----- Supplied records -----

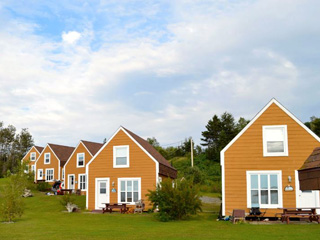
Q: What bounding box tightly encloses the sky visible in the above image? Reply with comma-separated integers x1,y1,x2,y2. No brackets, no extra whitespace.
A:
0,0,320,146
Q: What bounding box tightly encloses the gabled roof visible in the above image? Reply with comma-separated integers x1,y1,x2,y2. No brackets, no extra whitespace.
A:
220,98,320,165
81,140,103,156
34,146,44,153
48,143,74,166
299,147,320,170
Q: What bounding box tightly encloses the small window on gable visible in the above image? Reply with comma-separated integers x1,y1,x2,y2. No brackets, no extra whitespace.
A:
44,153,50,164
263,125,288,157
30,152,36,161
113,146,129,168
77,153,84,167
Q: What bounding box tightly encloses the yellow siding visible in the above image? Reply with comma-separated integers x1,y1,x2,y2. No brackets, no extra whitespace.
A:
225,104,320,217
87,130,156,210
36,146,62,183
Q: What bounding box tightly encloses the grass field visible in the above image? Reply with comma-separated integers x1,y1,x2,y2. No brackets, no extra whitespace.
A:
0,179,320,240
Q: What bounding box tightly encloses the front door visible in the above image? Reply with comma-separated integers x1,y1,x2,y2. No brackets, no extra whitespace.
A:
68,174,74,189
296,171,319,211
96,178,110,209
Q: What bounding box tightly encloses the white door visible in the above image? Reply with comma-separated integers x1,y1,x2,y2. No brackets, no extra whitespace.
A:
296,171,319,211
96,178,110,209
38,169,43,180
68,174,74,189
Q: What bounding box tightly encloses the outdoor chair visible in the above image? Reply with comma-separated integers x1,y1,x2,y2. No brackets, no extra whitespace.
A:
232,209,246,224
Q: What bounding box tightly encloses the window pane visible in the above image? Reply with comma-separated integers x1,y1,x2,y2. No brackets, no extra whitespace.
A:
267,141,284,153
116,157,127,165
271,190,278,204
127,192,132,202
121,192,126,202
121,181,126,192
261,190,269,204
116,147,127,157
251,190,259,207
251,175,258,189
133,192,139,202
133,181,139,192
270,175,278,189
127,181,132,192
260,175,268,189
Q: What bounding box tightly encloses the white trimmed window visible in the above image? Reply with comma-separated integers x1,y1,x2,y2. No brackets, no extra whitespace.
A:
79,174,87,191
118,178,141,204
46,168,54,182
113,146,129,168
263,125,288,157
77,153,84,167
37,169,43,180
30,152,36,161
44,153,50,164
247,171,282,208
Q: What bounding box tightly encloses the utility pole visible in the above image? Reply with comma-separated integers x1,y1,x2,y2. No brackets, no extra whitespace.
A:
190,137,193,167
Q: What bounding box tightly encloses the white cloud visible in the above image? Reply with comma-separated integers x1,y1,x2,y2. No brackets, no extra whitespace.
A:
62,31,81,44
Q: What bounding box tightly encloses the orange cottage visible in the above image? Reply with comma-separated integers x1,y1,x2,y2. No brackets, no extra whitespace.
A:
62,140,103,194
221,99,320,217
86,127,177,210
35,143,74,182
21,146,43,172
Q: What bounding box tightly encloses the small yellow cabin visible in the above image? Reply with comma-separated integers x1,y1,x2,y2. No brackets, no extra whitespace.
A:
221,99,320,217
86,127,177,210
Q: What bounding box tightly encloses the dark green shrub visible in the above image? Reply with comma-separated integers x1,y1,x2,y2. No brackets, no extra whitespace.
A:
37,182,51,192
147,179,201,221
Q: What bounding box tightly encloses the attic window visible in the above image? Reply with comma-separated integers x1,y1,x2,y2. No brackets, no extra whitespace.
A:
77,153,84,167
30,152,36,161
113,146,129,168
263,125,288,157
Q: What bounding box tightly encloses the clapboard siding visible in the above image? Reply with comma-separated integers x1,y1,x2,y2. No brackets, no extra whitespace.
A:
224,103,320,217
36,146,62,183
64,142,92,194
87,130,156,210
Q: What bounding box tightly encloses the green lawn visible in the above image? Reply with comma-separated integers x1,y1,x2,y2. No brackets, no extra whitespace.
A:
0,179,320,240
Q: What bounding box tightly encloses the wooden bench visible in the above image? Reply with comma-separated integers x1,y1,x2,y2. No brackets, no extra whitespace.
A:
281,208,320,224
102,203,129,213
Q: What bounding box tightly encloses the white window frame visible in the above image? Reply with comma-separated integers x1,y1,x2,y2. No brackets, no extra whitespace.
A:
45,168,54,182
77,153,86,168
37,168,43,180
78,174,87,191
262,125,289,157
118,178,141,205
44,153,51,164
30,152,37,162
247,170,282,209
113,145,130,168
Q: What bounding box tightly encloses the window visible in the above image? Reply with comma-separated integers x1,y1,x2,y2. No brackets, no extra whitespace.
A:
38,169,43,180
77,153,84,167
30,152,36,161
113,146,129,168
46,168,54,182
118,178,141,204
247,171,282,208
44,153,50,164
263,125,288,156
79,174,86,191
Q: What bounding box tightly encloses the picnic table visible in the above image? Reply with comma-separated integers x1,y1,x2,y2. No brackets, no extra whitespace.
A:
279,208,320,224
102,203,129,213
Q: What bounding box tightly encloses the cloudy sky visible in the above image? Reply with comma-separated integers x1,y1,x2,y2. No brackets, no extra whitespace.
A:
0,0,320,146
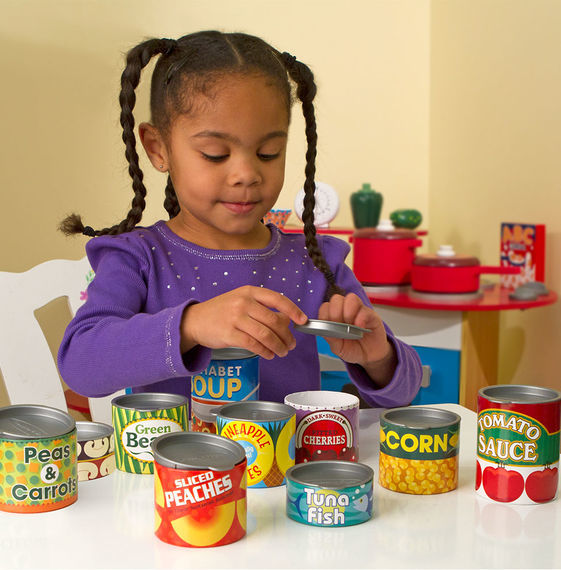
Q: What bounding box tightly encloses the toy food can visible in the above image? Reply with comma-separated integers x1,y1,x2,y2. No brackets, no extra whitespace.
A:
152,432,247,547
111,392,188,474
0,405,78,513
216,401,296,487
379,406,461,495
475,385,561,504
286,461,374,527
191,348,259,433
76,422,115,481
284,390,359,463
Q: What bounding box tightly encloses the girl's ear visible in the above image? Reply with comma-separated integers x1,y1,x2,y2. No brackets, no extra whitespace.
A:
138,123,168,172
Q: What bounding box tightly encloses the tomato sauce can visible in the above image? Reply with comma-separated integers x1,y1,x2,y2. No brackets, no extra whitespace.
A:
286,461,374,527
475,384,561,505
191,347,259,433
0,405,78,513
379,406,461,495
151,432,247,548
216,401,296,487
111,392,188,475
284,390,359,463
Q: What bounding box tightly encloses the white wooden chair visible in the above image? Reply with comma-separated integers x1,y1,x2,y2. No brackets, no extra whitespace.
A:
0,257,120,424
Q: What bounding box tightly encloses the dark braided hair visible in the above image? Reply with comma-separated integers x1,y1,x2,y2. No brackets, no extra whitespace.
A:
60,31,344,298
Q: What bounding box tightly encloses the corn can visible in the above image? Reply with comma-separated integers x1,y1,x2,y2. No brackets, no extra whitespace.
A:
191,348,259,433
151,432,247,548
0,405,78,513
379,406,461,495
111,392,188,475
475,384,561,504
216,401,296,487
286,461,374,527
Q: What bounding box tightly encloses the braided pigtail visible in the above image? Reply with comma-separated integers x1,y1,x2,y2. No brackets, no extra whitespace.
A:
59,39,176,237
281,52,345,300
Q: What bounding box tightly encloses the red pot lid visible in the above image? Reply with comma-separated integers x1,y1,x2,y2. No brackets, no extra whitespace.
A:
413,245,479,267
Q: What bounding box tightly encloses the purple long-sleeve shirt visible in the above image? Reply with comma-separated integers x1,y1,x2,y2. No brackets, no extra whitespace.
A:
58,221,421,407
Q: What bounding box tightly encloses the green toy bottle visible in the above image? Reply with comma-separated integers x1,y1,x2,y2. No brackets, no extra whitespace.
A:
351,183,383,228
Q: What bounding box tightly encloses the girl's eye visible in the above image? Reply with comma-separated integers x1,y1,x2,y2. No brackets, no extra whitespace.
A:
202,152,230,162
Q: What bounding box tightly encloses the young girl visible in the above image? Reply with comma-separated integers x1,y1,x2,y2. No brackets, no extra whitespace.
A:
59,32,421,407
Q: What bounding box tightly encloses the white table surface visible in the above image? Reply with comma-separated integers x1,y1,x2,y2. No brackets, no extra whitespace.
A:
0,404,561,569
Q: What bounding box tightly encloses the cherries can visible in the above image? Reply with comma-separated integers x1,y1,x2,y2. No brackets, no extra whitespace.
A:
475,384,561,504
152,432,247,548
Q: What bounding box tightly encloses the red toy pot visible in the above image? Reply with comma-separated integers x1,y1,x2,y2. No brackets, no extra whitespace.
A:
350,224,423,285
411,250,520,293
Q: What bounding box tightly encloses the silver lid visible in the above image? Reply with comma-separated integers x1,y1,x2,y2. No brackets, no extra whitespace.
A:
151,431,246,471
211,346,257,360
286,461,374,489
76,422,113,442
479,384,561,404
218,401,296,422
0,405,76,439
294,319,371,340
111,392,187,412
380,406,461,429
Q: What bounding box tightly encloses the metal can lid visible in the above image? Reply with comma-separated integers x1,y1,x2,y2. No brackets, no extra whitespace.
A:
0,405,76,439
111,392,187,412
294,319,371,339
380,406,461,429
218,400,296,422
479,384,561,404
286,461,374,489
211,346,257,360
151,431,246,471
76,422,113,442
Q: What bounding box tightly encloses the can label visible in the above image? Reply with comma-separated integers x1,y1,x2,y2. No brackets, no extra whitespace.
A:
0,429,78,513
379,421,460,495
113,405,187,474
191,356,259,433
286,481,372,526
216,415,296,487
475,396,559,504
154,459,247,547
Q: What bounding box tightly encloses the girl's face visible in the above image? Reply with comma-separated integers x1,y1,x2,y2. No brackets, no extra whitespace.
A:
161,75,289,249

-----

Reproduce everything from the start of the records down through the line containing "232,209,246,224", including that line, character for character. Leave the pictures out of the answer.

Q: What bounding box tightly encloses the sky visible in the above image? Reply with comma-separated integers x1,y1,x2,y2. No brackets, no extra whitespace.
A:
0,0,320,146
Q: What bounding box tightly encloses the gabled roof visible in the above image? Reply with comma-separated integers x1,y1,x2,y2. No brackets, no extra whitespace.
A:
220,98,320,165
81,140,103,156
34,146,44,153
48,143,74,166
299,147,320,170
Q: What bounding box tightly encloses the small window on gable visible in the above image? Reply with comma-separated integers x1,y1,x2,y2. No brackets, no extra whitespace.
A:
44,153,50,164
263,125,288,157
30,152,36,161
113,146,129,168
77,153,84,167
Q: What bounding box tightly encloses the yellow siding visible in the above image? Reply with comma-separated integers x1,y1,x2,y2. No brackets, no extra whitespace.
A:
225,104,320,217
87,130,156,210
36,146,62,183
Q: What bounding box tightly encloses the grass field visible in the above image? Reply with comma-separated integers x1,y1,x2,y2. No brackets, no extra whitespace.
A:
0,179,320,240
Q: What bounding box tightly encloses the front door visible in the above image? Reply with comma-separated integers x1,y1,x2,y2. No brackets, no extra whitespace.
A:
68,174,74,189
296,171,319,211
96,178,110,209
Q: What bounding box tightly encloses the white door visible in the above image? Reply with comma-separated integers x1,y1,x2,y2. No brackets, no extra whitespace.
A:
296,171,319,211
96,178,110,209
38,169,43,180
68,174,74,189
Q: What bounding box tightly encloses the outdoor chair visible in the above image? Reply with comma-separated integers x1,y1,x2,y2. No brackets, no extra whitespace.
A:
232,209,246,224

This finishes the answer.